Entries:
----------------
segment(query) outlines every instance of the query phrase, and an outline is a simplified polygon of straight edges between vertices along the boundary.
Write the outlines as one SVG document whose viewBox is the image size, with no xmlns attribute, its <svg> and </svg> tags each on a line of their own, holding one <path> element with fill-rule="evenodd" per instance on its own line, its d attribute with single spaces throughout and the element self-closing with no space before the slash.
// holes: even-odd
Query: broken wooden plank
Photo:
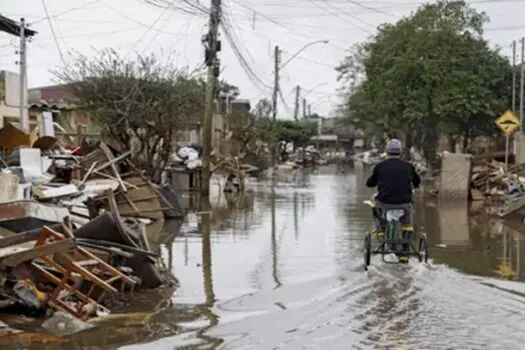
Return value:
<svg viewBox="0 0 525 350">
<path fill-rule="evenodd" d="M 82 181 L 80 181 L 81 186 L 86 183 L 87 179 L 89 178 L 89 175 L 91 175 L 96 165 L 97 165 L 97 161 L 95 160 L 93 164 L 91 164 L 91 166 L 89 167 L 89 170 L 87 171 L 87 173 L 84 175 L 84 178 L 82 179 Z"/>
<path fill-rule="evenodd" d="M 101 142 L 99 147 L 104 152 L 106 157 L 108 158 L 109 166 L 111 167 L 111 170 L 113 170 L 113 173 L 114 173 L 115 177 L 117 178 L 117 181 L 118 181 L 120 187 L 122 188 L 122 190 L 124 192 L 127 192 L 126 185 L 124 184 L 124 182 L 122 182 L 122 178 L 120 177 L 120 174 L 119 174 L 119 172 L 117 170 L 117 167 L 115 166 L 115 163 L 117 162 L 118 157 L 117 158 L 113 157 L 113 154 L 111 153 L 111 150 L 109 149 L 109 147 L 104 142 Z M 127 153 L 131 154 L 131 151 L 128 151 Z M 126 154 L 126 153 L 124 153 L 124 154 Z"/>
<path fill-rule="evenodd" d="M 144 209 L 144 210 L 140 210 L 139 214 L 156 213 L 156 212 L 159 212 L 159 211 L 168 211 L 168 210 L 173 210 L 173 208 L 163 207 L 163 208 L 158 208 L 158 209 Z M 122 216 L 133 215 L 133 214 L 137 214 L 137 213 L 135 211 L 121 211 L 120 212 L 120 215 L 122 215 Z"/>
<path fill-rule="evenodd" d="M 94 170 L 94 172 L 102 171 L 102 170 L 104 170 L 107 167 L 110 167 L 112 165 L 114 166 L 116 163 L 120 162 L 124 158 L 127 158 L 131 154 L 131 151 L 128 151 L 126 153 L 122 153 L 118 157 L 113 157 L 111 150 L 109 148 L 107 148 L 108 146 L 106 144 L 104 144 L 104 146 L 102 146 L 102 143 L 101 143 L 100 146 L 101 146 L 100 148 L 102 149 L 102 151 L 106 154 L 106 157 L 108 157 L 108 155 L 111 156 L 111 157 L 108 157 L 109 160 L 106 163 L 102 164 L 101 166 L 97 167 Z M 106 151 L 109 151 L 109 153 L 107 153 Z"/>
<path fill-rule="evenodd" d="M 133 165 L 133 163 L 131 163 L 131 162 L 129 161 L 129 159 L 127 160 L 127 163 L 128 163 L 128 165 L 131 167 L 131 169 L 135 170 L 135 172 L 137 173 L 137 175 L 139 175 L 140 178 L 141 178 L 144 182 L 146 182 L 146 183 L 151 187 L 151 189 L 152 189 L 152 190 L 153 190 L 153 191 L 159 196 L 159 198 L 160 198 L 160 199 L 161 199 L 161 200 L 162 200 L 162 201 L 163 201 L 163 202 L 164 202 L 164 203 L 170 208 L 170 210 L 173 210 L 173 206 L 171 205 L 171 203 L 170 203 L 170 202 L 166 199 L 166 197 L 164 197 L 164 195 L 163 195 L 163 194 L 162 194 L 162 193 L 161 193 L 161 192 L 160 192 L 160 191 L 159 191 L 159 190 L 158 190 L 158 189 L 157 189 L 157 188 L 151 183 L 151 181 L 149 181 L 148 178 L 146 178 L 146 177 L 144 176 L 144 174 L 142 174 L 142 173 L 140 172 L 140 170 L 137 169 L 137 168 Z"/>
</svg>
----------------
Problem to work on: Convert all the records above into a JSON list of strings, with one string for each line. Skip blank lines and leave the pictures out.

Output of the exercise:
[
  "segment(query) outlines every instance of the query phrase, and an outline is a simplified polygon of straight edges between vertices along the boundary.",
  "Write the outlines as one SVG document whose viewBox is the image size, with no xmlns attribute, its <svg> and </svg> tags each on a line of their own, holding one <path> element with fill-rule=\"evenodd\" per instance on its own line, its d attribute with single spaces throughout and the element self-closing with no space before the slash.",
  "// holes: even-odd",
  "Query: broken wooden plank",
  "Photo:",
  "Return value:",
  "<svg viewBox=\"0 0 525 350\">",
  "<path fill-rule=\"evenodd\" d=\"M 82 181 L 80 181 L 81 186 L 86 183 L 87 179 L 89 178 L 89 175 L 91 175 L 96 165 L 97 165 L 97 161 L 95 160 L 93 164 L 91 164 L 91 166 L 89 167 L 89 170 L 87 171 L 87 173 L 84 175 L 84 178 L 82 179 Z\"/>",
  "<path fill-rule=\"evenodd\" d=\"M 101 142 L 99 147 L 104 152 L 106 157 L 108 158 L 109 166 L 111 167 L 111 170 L 113 170 L 113 173 L 114 173 L 115 177 L 117 178 L 117 181 L 118 181 L 120 187 L 122 188 L 122 190 L 124 192 L 127 192 L 126 185 L 124 184 L 124 182 L 122 182 L 122 178 L 120 177 L 120 174 L 119 174 L 119 172 L 117 170 L 117 167 L 115 166 L 115 163 L 117 162 L 118 157 L 117 158 L 113 157 L 113 154 L 111 153 L 111 150 L 109 149 L 109 147 L 104 142 Z M 127 153 L 131 154 L 131 151 L 128 151 Z M 126 154 L 126 153 L 124 153 L 124 154 Z\"/>",
  "<path fill-rule=\"evenodd\" d=\"M 144 209 L 144 210 L 140 210 L 139 214 L 156 213 L 156 212 L 159 212 L 159 211 L 168 211 L 168 210 L 173 210 L 173 208 L 163 207 L 163 208 L 158 208 L 158 209 Z M 122 216 L 133 215 L 133 214 L 137 214 L 137 213 L 135 211 L 121 211 L 120 212 L 120 215 L 122 215 Z\"/>",
  "<path fill-rule=\"evenodd\" d=\"M 94 170 L 94 172 L 102 171 L 102 170 L 104 170 L 107 167 L 110 167 L 112 165 L 114 166 L 116 163 L 120 162 L 124 158 L 127 158 L 131 154 L 131 151 L 128 151 L 126 153 L 122 153 L 118 157 L 113 157 L 111 150 L 109 148 L 107 148 L 108 146 L 106 144 L 104 144 L 104 146 L 102 146 L 102 143 L 101 143 L 100 146 L 101 146 L 100 148 L 102 149 L 102 151 L 106 154 L 106 157 L 108 157 L 108 155 L 111 156 L 111 157 L 108 157 L 109 160 L 106 163 L 102 164 L 101 166 L 97 167 Z M 106 151 L 109 151 L 109 153 L 107 153 Z\"/>",
  "<path fill-rule=\"evenodd\" d=\"M 133 165 L 133 163 L 131 163 L 131 162 L 129 161 L 129 159 L 127 160 L 127 163 L 128 163 L 128 165 L 131 167 L 131 169 L 135 170 L 135 172 L 137 173 L 137 175 L 139 175 L 140 178 L 141 178 L 144 182 L 146 182 L 146 183 L 151 187 L 151 189 L 152 189 L 152 190 L 153 190 L 153 191 L 159 196 L 159 198 L 160 198 L 160 199 L 161 199 L 161 200 L 162 200 L 162 201 L 163 201 L 163 202 L 164 202 L 164 203 L 170 208 L 170 210 L 173 210 L 173 206 L 171 205 L 171 203 L 170 203 L 170 202 L 166 199 L 166 197 L 164 197 L 164 195 L 163 195 L 163 194 L 162 194 L 162 193 L 161 193 L 161 192 L 160 192 L 160 191 L 159 191 L 159 190 L 158 190 L 158 189 L 157 189 L 157 188 L 151 183 L 151 181 L 149 181 L 148 178 L 146 178 L 146 177 L 144 176 L 144 174 L 142 174 L 142 173 L 140 172 L 140 170 L 137 169 L 137 168 Z\"/>",
  "</svg>"
]